╭─ EXTRACTED ENTRIES

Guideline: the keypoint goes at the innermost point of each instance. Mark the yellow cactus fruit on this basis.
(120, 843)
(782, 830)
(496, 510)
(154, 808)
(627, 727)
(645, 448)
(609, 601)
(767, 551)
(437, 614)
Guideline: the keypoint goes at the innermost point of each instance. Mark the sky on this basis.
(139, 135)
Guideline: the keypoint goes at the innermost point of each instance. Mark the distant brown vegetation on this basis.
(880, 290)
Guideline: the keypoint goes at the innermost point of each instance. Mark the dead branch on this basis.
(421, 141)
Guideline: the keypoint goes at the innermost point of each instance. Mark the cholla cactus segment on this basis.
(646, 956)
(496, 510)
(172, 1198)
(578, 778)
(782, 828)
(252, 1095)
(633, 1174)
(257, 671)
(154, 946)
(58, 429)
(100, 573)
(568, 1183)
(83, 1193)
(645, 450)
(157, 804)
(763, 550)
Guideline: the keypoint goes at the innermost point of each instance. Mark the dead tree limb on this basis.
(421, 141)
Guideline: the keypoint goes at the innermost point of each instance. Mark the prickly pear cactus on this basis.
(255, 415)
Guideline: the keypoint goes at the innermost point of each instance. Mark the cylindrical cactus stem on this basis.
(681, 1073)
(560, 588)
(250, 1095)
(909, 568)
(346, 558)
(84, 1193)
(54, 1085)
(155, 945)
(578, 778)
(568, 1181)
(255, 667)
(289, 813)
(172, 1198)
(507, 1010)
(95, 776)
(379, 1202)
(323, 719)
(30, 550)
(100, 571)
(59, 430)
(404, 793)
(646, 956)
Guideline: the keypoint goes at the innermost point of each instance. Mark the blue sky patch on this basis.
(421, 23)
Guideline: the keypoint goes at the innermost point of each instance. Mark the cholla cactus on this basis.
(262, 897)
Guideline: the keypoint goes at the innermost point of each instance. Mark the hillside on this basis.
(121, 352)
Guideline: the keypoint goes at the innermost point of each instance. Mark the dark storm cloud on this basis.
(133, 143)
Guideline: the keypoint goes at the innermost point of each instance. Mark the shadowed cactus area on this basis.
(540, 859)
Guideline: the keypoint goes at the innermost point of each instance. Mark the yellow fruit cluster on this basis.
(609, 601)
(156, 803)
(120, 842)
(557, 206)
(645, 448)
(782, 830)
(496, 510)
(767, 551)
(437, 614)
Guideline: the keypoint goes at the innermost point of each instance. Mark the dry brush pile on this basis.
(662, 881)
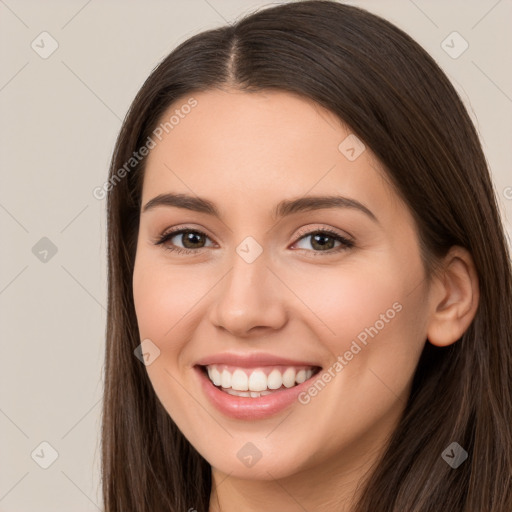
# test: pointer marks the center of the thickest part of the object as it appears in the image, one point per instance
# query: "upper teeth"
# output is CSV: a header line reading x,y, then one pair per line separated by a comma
x,y
257,379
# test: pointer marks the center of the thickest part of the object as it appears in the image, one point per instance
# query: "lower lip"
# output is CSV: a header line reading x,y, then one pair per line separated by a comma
x,y
244,408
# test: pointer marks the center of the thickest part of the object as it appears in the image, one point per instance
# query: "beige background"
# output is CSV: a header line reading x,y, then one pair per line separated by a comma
x,y
59,120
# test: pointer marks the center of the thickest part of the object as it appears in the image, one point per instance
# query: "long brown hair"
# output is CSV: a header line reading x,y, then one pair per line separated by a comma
x,y
396,99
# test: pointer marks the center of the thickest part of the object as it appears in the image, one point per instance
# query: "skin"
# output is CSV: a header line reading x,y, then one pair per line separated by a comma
x,y
245,152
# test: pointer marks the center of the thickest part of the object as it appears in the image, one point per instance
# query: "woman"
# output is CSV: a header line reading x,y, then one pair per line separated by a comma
x,y
307,259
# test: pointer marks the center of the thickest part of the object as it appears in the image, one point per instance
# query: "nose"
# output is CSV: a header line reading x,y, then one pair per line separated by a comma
x,y
250,300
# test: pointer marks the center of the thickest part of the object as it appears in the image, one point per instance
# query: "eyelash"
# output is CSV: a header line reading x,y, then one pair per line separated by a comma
x,y
346,243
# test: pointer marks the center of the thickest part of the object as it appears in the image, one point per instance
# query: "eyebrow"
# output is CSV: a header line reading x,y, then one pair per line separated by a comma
x,y
282,209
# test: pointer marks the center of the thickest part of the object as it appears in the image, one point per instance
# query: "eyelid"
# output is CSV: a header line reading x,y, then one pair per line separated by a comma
x,y
347,242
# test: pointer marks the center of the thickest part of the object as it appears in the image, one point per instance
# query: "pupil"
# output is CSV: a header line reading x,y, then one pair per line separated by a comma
x,y
323,244
189,237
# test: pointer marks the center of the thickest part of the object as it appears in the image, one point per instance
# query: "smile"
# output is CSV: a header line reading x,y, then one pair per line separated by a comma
x,y
256,382
253,393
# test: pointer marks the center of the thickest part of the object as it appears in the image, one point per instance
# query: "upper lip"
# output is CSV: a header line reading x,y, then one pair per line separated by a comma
x,y
251,360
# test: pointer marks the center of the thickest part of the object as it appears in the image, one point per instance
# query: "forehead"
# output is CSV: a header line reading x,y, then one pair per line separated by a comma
x,y
260,147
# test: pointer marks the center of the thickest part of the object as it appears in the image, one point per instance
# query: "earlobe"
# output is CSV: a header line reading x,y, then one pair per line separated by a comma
x,y
454,298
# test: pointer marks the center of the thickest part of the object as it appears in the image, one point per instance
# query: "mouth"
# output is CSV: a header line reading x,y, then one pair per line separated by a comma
x,y
259,381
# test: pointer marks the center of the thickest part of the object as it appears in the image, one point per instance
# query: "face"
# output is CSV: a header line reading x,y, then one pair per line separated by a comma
x,y
317,308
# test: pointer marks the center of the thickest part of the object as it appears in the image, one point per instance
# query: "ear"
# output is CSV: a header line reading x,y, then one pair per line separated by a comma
x,y
454,297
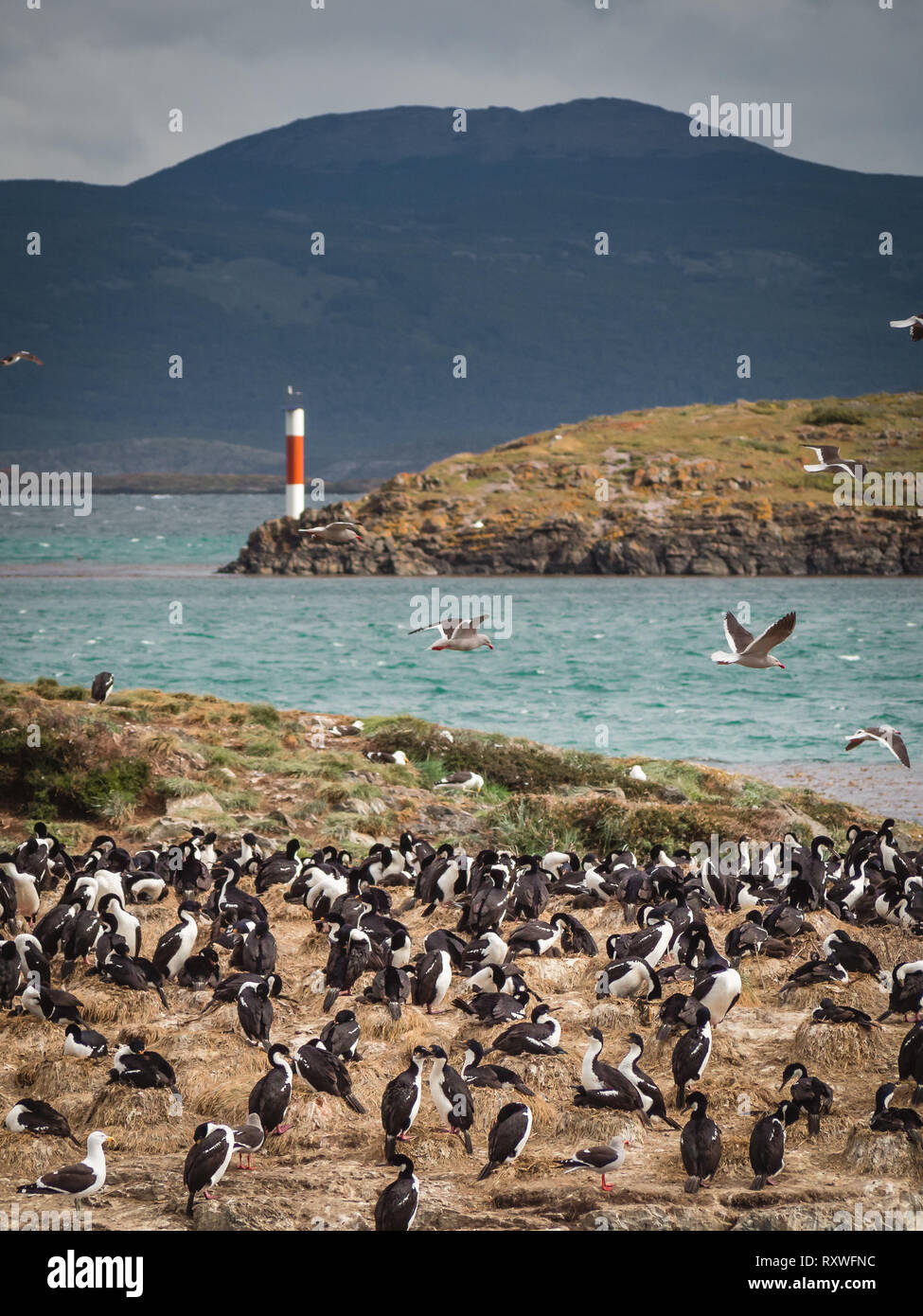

╰─

● **REQUIREMENT**: Please print the data above once more, exactly and without images.

● **ANSWER BOX**:
Guideline: the keypoint goes at the innermost point of each instance. Mark the yellow cactus fruit on this basis.
(120, 843)
(782, 830)
(496, 510)
(154, 808)
(627, 727)
(645, 448)
(609, 601)
(767, 551)
(437, 614)
Guideline: the keypoint goes at the innermost point of each instance. Mark the sky on this basis.
(139, 135)
Guideline: the keypoint goes at the innermost point of each instance. Mark the distant brown vegetation on this basis.
(880, 290)
Guideline: the keypoint goes at the innermost point of each instance. Mark the dead branch on this basis.
(421, 141)
Guideline: the keypoint goes at the innermost point of each instance. Mark the cholla cactus segment on this basis.
(646, 956)
(496, 510)
(172, 1198)
(578, 778)
(782, 828)
(252, 1095)
(633, 1174)
(257, 671)
(154, 946)
(58, 429)
(100, 573)
(568, 1183)
(83, 1193)
(645, 450)
(157, 804)
(763, 550)
Guideline: the keypoint goes at the innermost point of each instance. Mark the dead tree limb on this basis.
(421, 141)
Guideline: the keypoint goes at the innermost point of each instance. Mark the prickly pear cactus on this basis.
(255, 415)
Guideline: the keypoint goes at the innermost point of each instance. Mark the cylindrical cactus stem on this basis.
(681, 1073)
(560, 588)
(250, 1095)
(909, 568)
(346, 558)
(84, 1193)
(54, 1085)
(155, 945)
(578, 778)
(568, 1181)
(255, 667)
(289, 813)
(172, 1198)
(507, 1010)
(95, 776)
(379, 1202)
(323, 719)
(30, 550)
(100, 571)
(59, 430)
(404, 793)
(646, 956)
Guideline: the keypoint goes at the innermost point of each instance. Mark the blue sky patch on this basis.
(421, 23)
Guideline: the keypoint goes at the innermost point of each instance. Mark the cholla cactus on this basis.
(262, 897)
Guideline: the keypoint goes at the innermost point of each instance. Mark the hillside on this basis.
(121, 352)
Guideline: the keypoint goes at the innermost point of each instance. Mark the dark storm cloud on this basis.
(133, 143)
Guideline: the keypoint goes at the innermost point of each instance. Mark the shadowed cactus area on this basis.
(540, 859)
Guideline: the keypoint goes at the innermost point of each instance. Mark the yellow fruit cluster on this basis.
(609, 601)
(156, 803)
(120, 842)
(557, 206)
(645, 448)
(782, 830)
(496, 510)
(767, 551)
(437, 614)
Guideline: the keypoint goes at the innermost point of each instance. Mark the dry brush pile on this basis.
(662, 881)
# test: pointer marks the center of the thickest part of the object as it appears in the image, one point per instance
# query: "upper teeth"
# output is CSV: a header line reading x,y, then one pair per line separated by a comma
x,y
257,379
# test: pointer marks the center of the thickest part of the object as it appears in the image, one point per instance
# query: "lower lip"
# output is CSV: a header line reading x,y, then one pair per line separated by a comma
x,y
244,408
# test: pointer marks the center of the thickest part of the object as it appears in the image, one point per instance
# query: "beige background"
# output is CSV: a header line reading x,y, then one pair per line separated by a comma
x,y
59,120
# test: pointer marks the center of the thickest part of the object as it appears in the image, one point per instance
# query: "long brown hair"
# output is CSV: a header line reading x,y, then one pair per line separated by a comma
x,y
396,99
# test: pointer marks the center of the thickest part of the object as it appears in the image, one point per instance
# query: "skin"
# output is CSV: a header line reading x,y, then one pair per line separated by a comma
x,y
245,152
# test: pointer marks the center of the thickest part of the object as it appears in the image, one point per instance
# query: "woman"
# output is CSV: a header line reading x,y, then one pair per line separated by a comma
x,y
307,259
# test: pointer marks the center of the thickest part of the object as it appears in the image, one point per instance
# query: "nose"
# output is CSV: a header line reading x,y, then one pair per line separated by a comma
x,y
250,300
# test: pointer marks the center of the thickest part of the object as it appears in the image, one point per instance
# query: "eyelash"
# output is CSV: a header line reading x,y, then one pair per line separated by a comma
x,y
346,243
# test: pointer marks the center of the thickest part of the object as it appears in the image, one point per instance
# query: "eyebrow"
# output is CSV: a header line reading x,y, then one pair per line separated by a comma
x,y
282,209
# test: pointer marks the center of the thickest part of the object as it appears in the image, one point per instance
# query: "eyelid"
# output is CSV: a header line reading x,y, then one pair per line separated by a comma
x,y
347,242
# test: pointer marks the center of the thickest part of the object as it appears in the image, one point per instance
# query: "pupil"
# output is CSV: a header line reading x,y, then one pair per line separated by a comma
x,y
323,244
189,237
# test: pointer marks the center of the thickest part of the object as it appears in the image, one point per instance
# query: "smile"
# output is CSV: a header line reading x,y, then one pair per line separated by a comma
x,y
256,382
253,393
# test: pointer marks the center of the thickest part of the object as it appears in the image, one point per instance
# query: "upper lip"
# output is CSV: a header line reading x,y, then one pair per line separated by a comma
x,y
251,360
# test: pointer marks the center of the thickest part of the object as it appears in the image, one point per instance
# query: "forehead"
# output is CSV: a header line reading x,y, then one pair per line separated by a comma
x,y
260,147
# test: pointer marks the center of the thickest part of the object as it appears in the image, one point per instance
# query: "earlobe"
# output is CSV: a header line reading x,y, then one pair per line separated by a comma
x,y
454,298
# test: pointer marks the center of the thickest part of the object as it appears in the image, one point per instance
# query: "mouth"
# output is CSV: a header line reading x,y, then one pair per line separated by a comma
x,y
259,381
# test: pointer marks the center of the thickest part of the object as it appears in the image, one point per instance
# query: "face"
# output is CSV: a header line reading x,y, then one pair per line separated by a comma
x,y
317,308
# test: pointer marks the center of the thickest part of the object as it appears in the image, one point per instance
# query: "ear"
# output is CSV: a header line reading x,y, then one pair per line separated by a comma
x,y
454,297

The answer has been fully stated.